Task statement: Locate each line in the records below that contains the string "cluster", and copy every such line in full.

BEGIN Data for this exercise

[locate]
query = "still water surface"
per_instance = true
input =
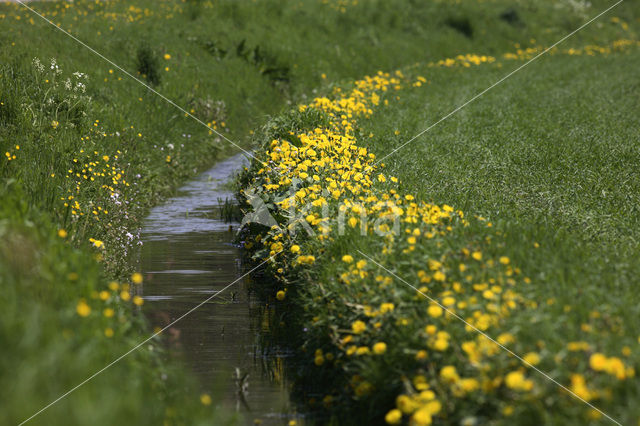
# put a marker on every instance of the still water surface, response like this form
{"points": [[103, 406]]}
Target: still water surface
{"points": [[188, 255]]}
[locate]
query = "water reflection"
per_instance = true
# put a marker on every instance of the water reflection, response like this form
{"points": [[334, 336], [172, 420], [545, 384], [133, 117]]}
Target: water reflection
{"points": [[187, 256]]}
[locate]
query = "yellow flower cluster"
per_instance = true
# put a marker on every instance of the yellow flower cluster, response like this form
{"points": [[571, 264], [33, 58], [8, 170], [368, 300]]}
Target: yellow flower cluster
{"points": [[333, 185]]}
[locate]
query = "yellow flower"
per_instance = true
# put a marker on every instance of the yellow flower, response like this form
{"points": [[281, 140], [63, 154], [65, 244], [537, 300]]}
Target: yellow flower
{"points": [[441, 345], [393, 417], [469, 384], [422, 417], [517, 381], [532, 358], [358, 327], [96, 243], [387, 307], [598, 361], [434, 311], [449, 374], [379, 348], [83, 309]]}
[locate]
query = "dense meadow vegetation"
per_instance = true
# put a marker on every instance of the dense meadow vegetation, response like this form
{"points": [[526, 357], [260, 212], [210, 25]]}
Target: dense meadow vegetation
{"points": [[549, 159], [454, 280]]}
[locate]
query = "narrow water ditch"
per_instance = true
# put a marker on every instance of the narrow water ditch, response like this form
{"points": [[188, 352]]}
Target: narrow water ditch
{"points": [[189, 254]]}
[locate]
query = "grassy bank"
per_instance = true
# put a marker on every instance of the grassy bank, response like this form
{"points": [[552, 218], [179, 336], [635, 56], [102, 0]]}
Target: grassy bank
{"points": [[515, 218]]}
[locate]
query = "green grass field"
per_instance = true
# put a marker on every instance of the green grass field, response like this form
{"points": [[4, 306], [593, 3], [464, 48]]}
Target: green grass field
{"points": [[549, 158]]}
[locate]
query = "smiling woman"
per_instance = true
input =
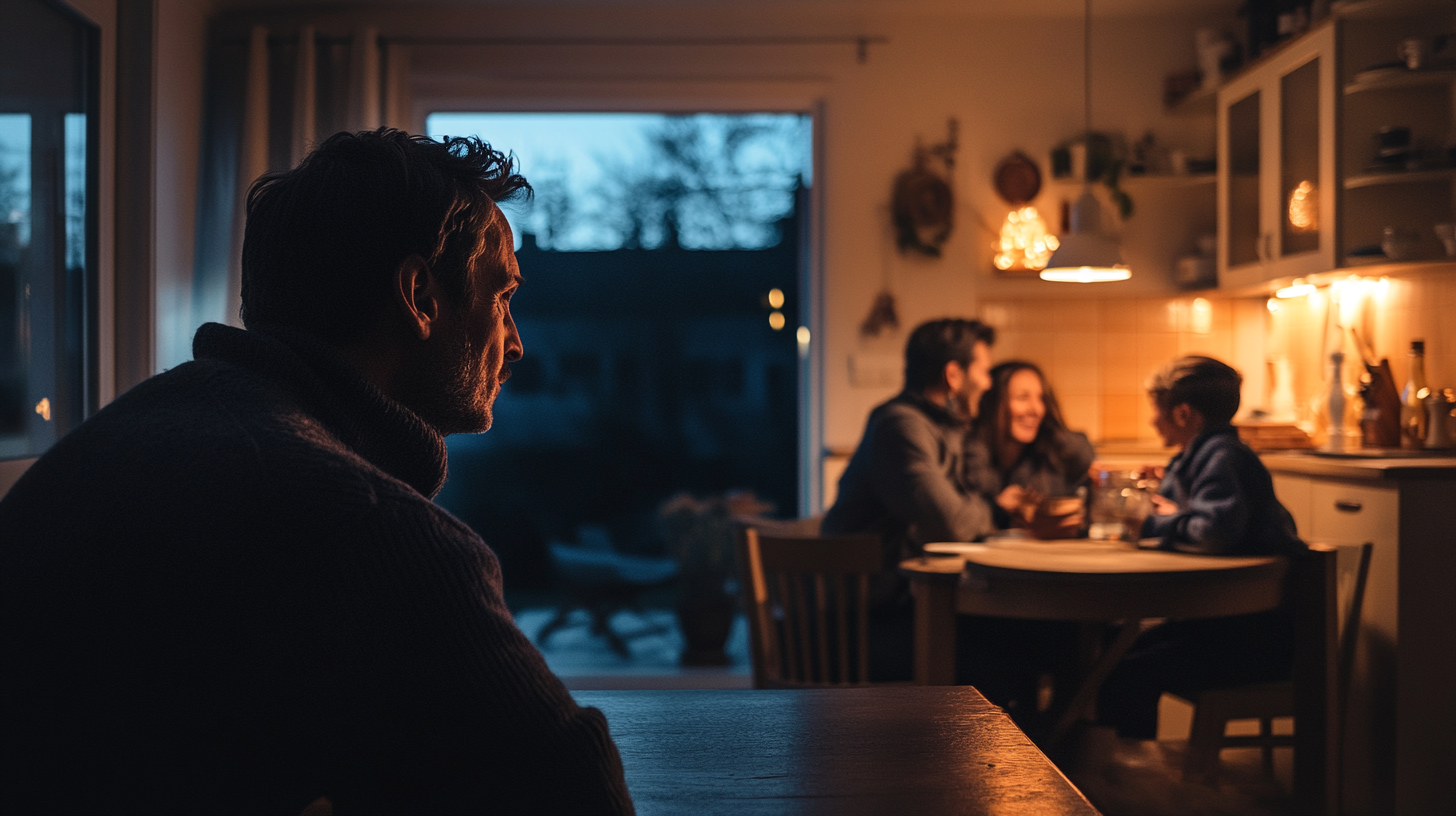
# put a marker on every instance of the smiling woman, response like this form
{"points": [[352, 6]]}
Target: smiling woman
{"points": [[1030, 453]]}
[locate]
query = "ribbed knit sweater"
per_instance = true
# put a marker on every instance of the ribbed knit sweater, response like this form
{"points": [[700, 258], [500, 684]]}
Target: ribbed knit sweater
{"points": [[229, 590]]}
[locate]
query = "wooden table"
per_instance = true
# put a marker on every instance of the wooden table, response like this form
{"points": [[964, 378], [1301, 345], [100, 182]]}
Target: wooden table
{"points": [[852, 751], [1078, 580]]}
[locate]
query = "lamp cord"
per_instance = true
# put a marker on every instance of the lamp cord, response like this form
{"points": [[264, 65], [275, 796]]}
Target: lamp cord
{"points": [[1086, 67]]}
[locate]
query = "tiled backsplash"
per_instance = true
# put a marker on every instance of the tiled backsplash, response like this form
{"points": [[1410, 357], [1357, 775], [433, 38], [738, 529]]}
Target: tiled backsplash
{"points": [[1098, 353]]}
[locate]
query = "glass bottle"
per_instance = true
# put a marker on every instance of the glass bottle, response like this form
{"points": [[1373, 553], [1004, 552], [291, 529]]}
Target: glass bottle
{"points": [[1413, 399], [1337, 402]]}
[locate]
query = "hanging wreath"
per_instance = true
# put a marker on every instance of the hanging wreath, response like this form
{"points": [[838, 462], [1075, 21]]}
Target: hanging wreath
{"points": [[923, 206]]}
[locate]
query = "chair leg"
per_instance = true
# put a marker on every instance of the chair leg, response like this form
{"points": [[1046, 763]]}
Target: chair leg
{"points": [[1204, 740], [1267, 745]]}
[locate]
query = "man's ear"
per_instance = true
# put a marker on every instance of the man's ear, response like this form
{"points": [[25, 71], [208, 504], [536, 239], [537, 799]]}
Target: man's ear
{"points": [[954, 376], [1183, 416], [417, 296]]}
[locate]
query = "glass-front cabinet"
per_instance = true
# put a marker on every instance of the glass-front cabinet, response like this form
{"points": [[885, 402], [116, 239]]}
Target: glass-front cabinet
{"points": [[1277, 182]]}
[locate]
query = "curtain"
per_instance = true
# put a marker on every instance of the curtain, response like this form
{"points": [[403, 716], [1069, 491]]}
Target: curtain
{"points": [[270, 98]]}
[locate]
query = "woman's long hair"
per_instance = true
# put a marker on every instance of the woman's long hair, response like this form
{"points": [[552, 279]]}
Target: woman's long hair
{"points": [[993, 416]]}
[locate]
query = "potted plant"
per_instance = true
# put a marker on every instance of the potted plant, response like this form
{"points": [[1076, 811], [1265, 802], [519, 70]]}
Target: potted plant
{"points": [[701, 534]]}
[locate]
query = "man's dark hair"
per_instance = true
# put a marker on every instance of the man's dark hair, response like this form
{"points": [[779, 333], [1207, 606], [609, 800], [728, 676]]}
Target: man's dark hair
{"points": [[1203, 383], [934, 344], [323, 239]]}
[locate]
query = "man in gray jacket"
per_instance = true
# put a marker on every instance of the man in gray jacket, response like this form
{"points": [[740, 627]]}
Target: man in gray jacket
{"points": [[907, 477]]}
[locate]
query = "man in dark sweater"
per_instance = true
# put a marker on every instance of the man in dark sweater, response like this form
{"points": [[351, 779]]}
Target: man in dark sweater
{"points": [[229, 589]]}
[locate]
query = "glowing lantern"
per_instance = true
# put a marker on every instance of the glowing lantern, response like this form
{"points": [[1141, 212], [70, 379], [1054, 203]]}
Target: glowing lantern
{"points": [[1303, 207], [1024, 241]]}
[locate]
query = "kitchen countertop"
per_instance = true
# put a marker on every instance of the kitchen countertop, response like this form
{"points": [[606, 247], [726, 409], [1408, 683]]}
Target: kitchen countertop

END Data for this exercise

The reply:
query = "yellow flower cluster"
# put a marker on every instance of the yellow flower cluster, response like this form
Target: yellow flower cluster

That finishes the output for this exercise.